-- Problem to work on --
Your reply should be a single number, the count of lines in the records that contain "below".

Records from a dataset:
────────────────────────────────────────

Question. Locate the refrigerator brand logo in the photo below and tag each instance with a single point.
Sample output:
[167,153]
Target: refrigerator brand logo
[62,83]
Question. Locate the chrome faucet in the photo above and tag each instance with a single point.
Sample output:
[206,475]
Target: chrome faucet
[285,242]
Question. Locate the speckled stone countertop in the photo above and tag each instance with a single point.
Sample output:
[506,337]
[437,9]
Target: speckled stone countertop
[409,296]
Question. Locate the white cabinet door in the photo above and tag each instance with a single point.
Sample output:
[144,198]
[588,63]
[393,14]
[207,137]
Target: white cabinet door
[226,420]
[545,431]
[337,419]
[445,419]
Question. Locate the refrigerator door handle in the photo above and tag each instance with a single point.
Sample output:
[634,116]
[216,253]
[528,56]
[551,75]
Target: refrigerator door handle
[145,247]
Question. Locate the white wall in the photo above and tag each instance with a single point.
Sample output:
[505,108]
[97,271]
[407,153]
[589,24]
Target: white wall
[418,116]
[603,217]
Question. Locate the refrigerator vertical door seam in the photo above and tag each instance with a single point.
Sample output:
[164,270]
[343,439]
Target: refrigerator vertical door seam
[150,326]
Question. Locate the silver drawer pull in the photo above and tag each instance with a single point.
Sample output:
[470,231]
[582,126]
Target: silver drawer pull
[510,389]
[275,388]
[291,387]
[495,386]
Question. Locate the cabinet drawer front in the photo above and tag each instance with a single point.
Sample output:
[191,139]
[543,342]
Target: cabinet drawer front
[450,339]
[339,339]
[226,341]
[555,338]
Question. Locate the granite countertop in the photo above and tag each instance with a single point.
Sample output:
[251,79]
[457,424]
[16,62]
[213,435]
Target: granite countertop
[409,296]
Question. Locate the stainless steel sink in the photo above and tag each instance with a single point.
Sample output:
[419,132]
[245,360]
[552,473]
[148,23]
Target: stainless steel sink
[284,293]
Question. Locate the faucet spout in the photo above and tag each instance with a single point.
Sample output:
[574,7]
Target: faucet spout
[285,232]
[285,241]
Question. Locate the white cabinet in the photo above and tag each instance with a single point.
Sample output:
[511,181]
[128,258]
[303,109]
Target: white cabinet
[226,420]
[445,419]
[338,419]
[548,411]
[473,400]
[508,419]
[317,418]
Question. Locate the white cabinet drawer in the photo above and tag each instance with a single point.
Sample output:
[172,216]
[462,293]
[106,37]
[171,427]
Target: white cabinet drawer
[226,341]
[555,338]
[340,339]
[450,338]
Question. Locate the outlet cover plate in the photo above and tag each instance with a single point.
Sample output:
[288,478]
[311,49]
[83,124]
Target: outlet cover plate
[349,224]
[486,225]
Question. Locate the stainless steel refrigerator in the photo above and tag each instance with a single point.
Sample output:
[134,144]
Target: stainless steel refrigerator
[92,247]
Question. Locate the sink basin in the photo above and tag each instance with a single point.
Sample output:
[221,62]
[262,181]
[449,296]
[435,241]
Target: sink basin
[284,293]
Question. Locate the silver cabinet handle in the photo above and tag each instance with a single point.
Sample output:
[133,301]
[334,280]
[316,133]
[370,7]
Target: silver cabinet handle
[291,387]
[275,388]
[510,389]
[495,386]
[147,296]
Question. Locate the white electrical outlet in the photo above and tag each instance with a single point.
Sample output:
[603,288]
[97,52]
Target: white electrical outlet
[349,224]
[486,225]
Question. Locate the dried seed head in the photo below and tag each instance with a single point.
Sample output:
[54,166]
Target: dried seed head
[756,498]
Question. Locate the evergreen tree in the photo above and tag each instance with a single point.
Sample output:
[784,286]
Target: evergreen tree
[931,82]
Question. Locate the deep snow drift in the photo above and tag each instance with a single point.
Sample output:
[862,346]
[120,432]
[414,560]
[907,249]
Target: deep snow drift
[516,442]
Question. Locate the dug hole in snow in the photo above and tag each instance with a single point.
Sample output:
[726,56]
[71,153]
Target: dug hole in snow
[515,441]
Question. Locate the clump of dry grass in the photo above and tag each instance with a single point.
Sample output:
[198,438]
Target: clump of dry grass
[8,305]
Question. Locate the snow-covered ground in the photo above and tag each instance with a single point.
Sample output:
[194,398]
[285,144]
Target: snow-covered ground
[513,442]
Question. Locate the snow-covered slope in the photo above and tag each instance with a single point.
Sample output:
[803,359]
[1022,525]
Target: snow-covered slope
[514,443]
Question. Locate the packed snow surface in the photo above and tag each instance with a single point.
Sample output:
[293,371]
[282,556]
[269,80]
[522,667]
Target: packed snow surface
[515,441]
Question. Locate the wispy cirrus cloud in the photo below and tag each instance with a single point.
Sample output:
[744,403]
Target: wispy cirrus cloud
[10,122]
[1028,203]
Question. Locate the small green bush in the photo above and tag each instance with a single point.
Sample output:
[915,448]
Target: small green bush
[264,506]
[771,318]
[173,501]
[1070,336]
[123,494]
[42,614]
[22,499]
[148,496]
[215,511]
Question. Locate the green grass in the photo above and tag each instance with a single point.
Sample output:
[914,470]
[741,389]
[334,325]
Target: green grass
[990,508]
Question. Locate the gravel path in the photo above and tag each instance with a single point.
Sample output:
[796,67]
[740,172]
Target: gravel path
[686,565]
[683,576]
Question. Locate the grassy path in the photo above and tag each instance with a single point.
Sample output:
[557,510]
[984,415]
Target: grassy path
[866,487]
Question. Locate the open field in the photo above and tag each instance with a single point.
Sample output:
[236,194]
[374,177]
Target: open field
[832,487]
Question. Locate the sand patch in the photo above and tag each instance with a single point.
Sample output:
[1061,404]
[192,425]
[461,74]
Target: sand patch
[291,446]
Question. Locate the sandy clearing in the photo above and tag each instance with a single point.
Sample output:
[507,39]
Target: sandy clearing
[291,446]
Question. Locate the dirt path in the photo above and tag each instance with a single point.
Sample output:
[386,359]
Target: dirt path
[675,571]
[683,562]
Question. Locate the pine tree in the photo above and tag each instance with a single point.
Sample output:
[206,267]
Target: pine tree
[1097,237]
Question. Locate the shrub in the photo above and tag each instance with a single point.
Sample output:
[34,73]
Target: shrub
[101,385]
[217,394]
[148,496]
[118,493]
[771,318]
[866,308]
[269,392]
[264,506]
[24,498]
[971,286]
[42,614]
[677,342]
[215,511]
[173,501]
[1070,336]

────────────────────────────────────────

-- Final answer --
3